SOURCE EXTRACT:
·····

Table Serialization Kitchen - A Recipe for Better LLM Performance on Tabular Data
TL;DR: This blog post explores the importance of table serialization on the performance of Large Language Models. We introduce the Table Serialization Kitchen, an easy-to-use open-source tool for experimenting with serialization strategies. Initial experiments in table retrieval show large performance differences between different serializations. Metadata can provide highly relevant signal and improve performance significantly. Besides this, we find that there exist no single best serialization strategy but rather that the serialization strategy has to be tailored to the embedding model. Overall, our findings suggest that by optimizing table serialization, you can significantly enhance LLM performance on tabular data.
Large Language Models (LLMs) have revolutionized how we interact with data, enabling tasks like question answering, text-to-SQL generation, and more. However, these models typically require text-based inputs, which poses a challenge when working with tabular data. To apply LLMs to tables, we need to convert the structured data into a textual format—a process known as table serialization. But how do we serialize tables effectively? And does the way we serialize them impact the performance of downstream tasks?
In this blog post, we dive into the world of table serialization for dense retrieval tasks. We’ll share our journey of experimenting with different serialization strategies, highlighting key findings and providing practical insights. Along the way, we’ll introduce the Table Serialization Kitchen, an open-source tool we developed to make experimentation easier. (This project was presented at the ELLIS workshop on Representation Learning and Generative Models for Structured Data 2025. Find our extended abstract “Metadata Matters in Dense Table Retrieval” here)
The Challenge of Table Serialization
Let’s start with an example. Consider the following table from the FeTaQA1 dataset:
Year | Title | Role |
---|---|---|
2012 | From the Rough | Edward |
1997 | The Borrowers | Peagreen Clock |
2013 | In Secret | Camille Raquin |
2004 | Harry Potter and the Prisoner of Azkaban | Draco Malfoy |
2017 | Feed | Matt Grey |
This table is also associated with metadata:
{
"table_page_title": "Tom Felton",
"table_section_title": "Films"

·····

LISTED RECORDS:
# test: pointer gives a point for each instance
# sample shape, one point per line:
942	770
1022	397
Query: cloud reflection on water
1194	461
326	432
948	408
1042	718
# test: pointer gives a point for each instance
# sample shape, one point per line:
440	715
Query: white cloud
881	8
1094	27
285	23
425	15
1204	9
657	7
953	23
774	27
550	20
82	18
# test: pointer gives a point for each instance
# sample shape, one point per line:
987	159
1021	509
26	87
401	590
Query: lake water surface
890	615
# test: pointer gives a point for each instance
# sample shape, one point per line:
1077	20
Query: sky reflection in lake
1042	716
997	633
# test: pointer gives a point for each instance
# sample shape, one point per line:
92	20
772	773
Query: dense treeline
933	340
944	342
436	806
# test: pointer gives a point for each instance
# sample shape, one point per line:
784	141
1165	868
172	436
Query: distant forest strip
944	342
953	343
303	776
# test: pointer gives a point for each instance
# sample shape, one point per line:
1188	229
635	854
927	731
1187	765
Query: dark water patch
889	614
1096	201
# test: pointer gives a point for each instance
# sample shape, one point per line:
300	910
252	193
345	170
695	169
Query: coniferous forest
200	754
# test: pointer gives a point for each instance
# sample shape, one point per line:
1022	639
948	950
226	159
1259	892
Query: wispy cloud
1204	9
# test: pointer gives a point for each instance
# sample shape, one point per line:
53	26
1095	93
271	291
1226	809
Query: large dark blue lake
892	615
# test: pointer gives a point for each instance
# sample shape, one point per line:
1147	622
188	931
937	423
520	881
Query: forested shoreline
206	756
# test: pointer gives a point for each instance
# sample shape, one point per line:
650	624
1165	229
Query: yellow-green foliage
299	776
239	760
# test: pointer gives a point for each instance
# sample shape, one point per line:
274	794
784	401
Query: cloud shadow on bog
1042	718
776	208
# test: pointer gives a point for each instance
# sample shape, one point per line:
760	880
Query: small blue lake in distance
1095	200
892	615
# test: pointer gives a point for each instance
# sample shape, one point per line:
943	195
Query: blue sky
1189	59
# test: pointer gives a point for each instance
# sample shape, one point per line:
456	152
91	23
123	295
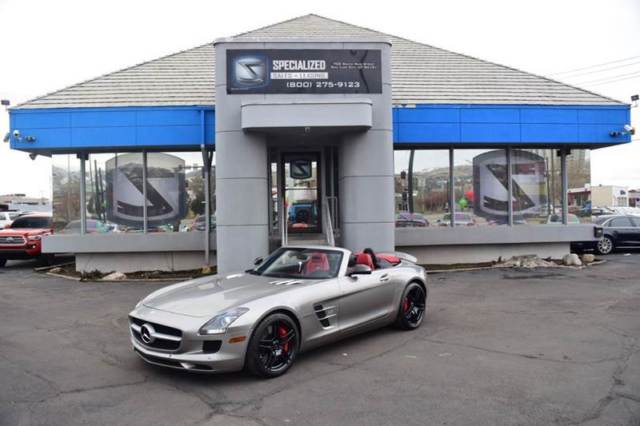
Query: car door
635	231
366	299
622	230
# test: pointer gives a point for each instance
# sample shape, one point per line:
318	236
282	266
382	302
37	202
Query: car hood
24	232
209	296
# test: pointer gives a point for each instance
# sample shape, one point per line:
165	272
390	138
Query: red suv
23	238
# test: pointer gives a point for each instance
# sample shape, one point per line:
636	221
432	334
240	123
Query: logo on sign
250	71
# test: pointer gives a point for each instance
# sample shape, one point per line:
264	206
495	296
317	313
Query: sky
48	45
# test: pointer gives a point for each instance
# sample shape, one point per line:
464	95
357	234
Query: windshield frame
45	219
269	260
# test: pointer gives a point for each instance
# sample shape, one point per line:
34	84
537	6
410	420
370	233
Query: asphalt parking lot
548	346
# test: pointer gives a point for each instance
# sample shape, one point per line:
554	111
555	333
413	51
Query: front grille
211	346
164	338
12	240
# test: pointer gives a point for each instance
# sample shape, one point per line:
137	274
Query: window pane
113	193
65	171
430	188
480	187
579	177
538	180
531	181
620	222
175	192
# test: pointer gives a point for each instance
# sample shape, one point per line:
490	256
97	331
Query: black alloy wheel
273	346
604	245
412	307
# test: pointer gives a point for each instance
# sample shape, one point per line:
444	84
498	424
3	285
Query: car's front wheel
605	245
412	307
273	346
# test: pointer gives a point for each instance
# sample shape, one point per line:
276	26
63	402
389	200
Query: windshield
32	222
300	263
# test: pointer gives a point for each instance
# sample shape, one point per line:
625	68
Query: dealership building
314	131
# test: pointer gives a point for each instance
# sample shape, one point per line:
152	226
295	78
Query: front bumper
190	355
29	250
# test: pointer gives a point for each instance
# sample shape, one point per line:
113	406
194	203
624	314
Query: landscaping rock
588	258
115	276
528	261
571	259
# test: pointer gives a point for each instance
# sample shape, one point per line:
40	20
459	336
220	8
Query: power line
612	79
596	65
580	74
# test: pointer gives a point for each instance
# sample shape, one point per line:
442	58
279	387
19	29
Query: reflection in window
114	193
537	176
430	183
65	180
480	187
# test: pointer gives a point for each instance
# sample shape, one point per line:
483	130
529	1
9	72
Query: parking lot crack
523	355
628	350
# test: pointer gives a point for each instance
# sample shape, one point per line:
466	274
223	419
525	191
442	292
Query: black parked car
618	231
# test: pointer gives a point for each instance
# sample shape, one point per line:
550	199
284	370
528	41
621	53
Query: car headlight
219	323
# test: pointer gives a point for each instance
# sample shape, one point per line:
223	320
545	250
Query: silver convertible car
291	301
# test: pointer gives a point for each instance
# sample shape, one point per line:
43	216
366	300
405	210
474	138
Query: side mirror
359	270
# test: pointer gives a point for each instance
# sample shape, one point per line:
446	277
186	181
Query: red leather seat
317	262
394	260
365	259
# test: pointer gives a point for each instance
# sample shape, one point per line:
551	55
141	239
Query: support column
452	190
367	192
145	214
83	193
509	186
565	185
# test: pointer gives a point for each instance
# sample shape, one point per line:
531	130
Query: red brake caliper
282	332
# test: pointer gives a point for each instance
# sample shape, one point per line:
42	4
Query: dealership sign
490	184
165	189
304	71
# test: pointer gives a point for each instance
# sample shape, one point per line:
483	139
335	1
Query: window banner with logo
304	71
166	197
490	187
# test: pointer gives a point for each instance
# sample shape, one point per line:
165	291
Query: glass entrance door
301	192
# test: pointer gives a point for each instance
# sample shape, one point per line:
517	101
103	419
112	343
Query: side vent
326	315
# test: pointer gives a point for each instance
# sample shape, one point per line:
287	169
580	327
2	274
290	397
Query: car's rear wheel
412	307
604	245
273	346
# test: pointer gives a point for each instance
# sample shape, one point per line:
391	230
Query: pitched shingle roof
421	74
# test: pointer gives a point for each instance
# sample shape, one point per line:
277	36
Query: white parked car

·····

REQUIRED WORK:
Please write the next part of the blog post on table serialization for LLMs, starting right after its last line of table metadata.

REPLY TO THE TASK:
}
To use this table with an LLM, we need to convert it into a textual format. One possible serialization might look like this:
Metadata:
table_page_title: Tom Felton
table_section_title: Films
Table:
| Year | Title | Role |
|------|----------------|----------------|
| 2012 | From the Rough | Edward |
| 1997 | The Borrowers | Peagreen Clock |
| 2013 | In Secret | Camille Raquin |
This representation includes both the table’s content and its metadata, formatted in Markdown. But is this the best way to serialize the table? Should we include all the rows, or just a subset? How can select such a subset of rows? What about the metadata—is it helpful, or just noise? And how does the format (e.g., Markdown vs. JSON) affect the results?
These questions highlight the complexity of table serialization. There are countless design choices to make, and it’s not immediately clear which ones lead to better performance. To answer these questions, we turned to experimentation.
Setting up experiments with Table Serialization Kitchen and TARGET
To systematically explore the design space of table serialization, we developed the Table Serialization Kitchen—a Python package that makes it easy to define, test, and compare different serialization strategies. The package integrates with the TARGET benchmark2, allowing us to evaluate serialization methods for table retrieval on real-world datasets like FeTaQA1, OTTQA3, Spider4, and BIRD5.
To follow along this blog post, install Table Serialization Kitchen with the TARGET integration:
pip install tableserializer[target]
Since there are so many parameters to explore, and the number of experiments scales exponentially with the number of parameters varied, we fix the row sampling strategy to random selection and we do not perform any preprocessing of the data in the tables. Besides that we explore the following parameter configurations:
- Recipes (Serialization templates): We evaluate two serialization templates, one that only data from the raw table itself, and one that also leaves room for metadata.
- Raw table serialization: We compare serializing raw table contents as row-wise JSON and in markdown format.
- Row sampling: We investigate the impact of varying the number of rows sampled for the serialization in a range of 1-30 sampled rows.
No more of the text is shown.